▶ INSTRUCTIONS TO FOLLOW: Could you restate every entry word for word, leaving the pictures out?

· · ·

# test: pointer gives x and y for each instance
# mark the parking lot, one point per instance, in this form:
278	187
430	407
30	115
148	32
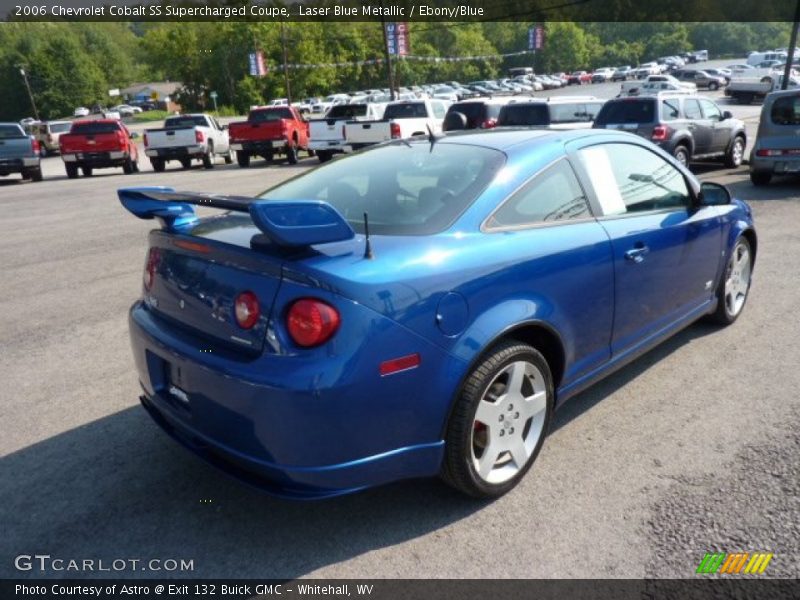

· · ·

▶ RESULT OF THIS TASK:
# test: pointer gives x and y for each instance
# mark the parking lot, one point per instance, in this form:
278	187
430	407
30	115
148	32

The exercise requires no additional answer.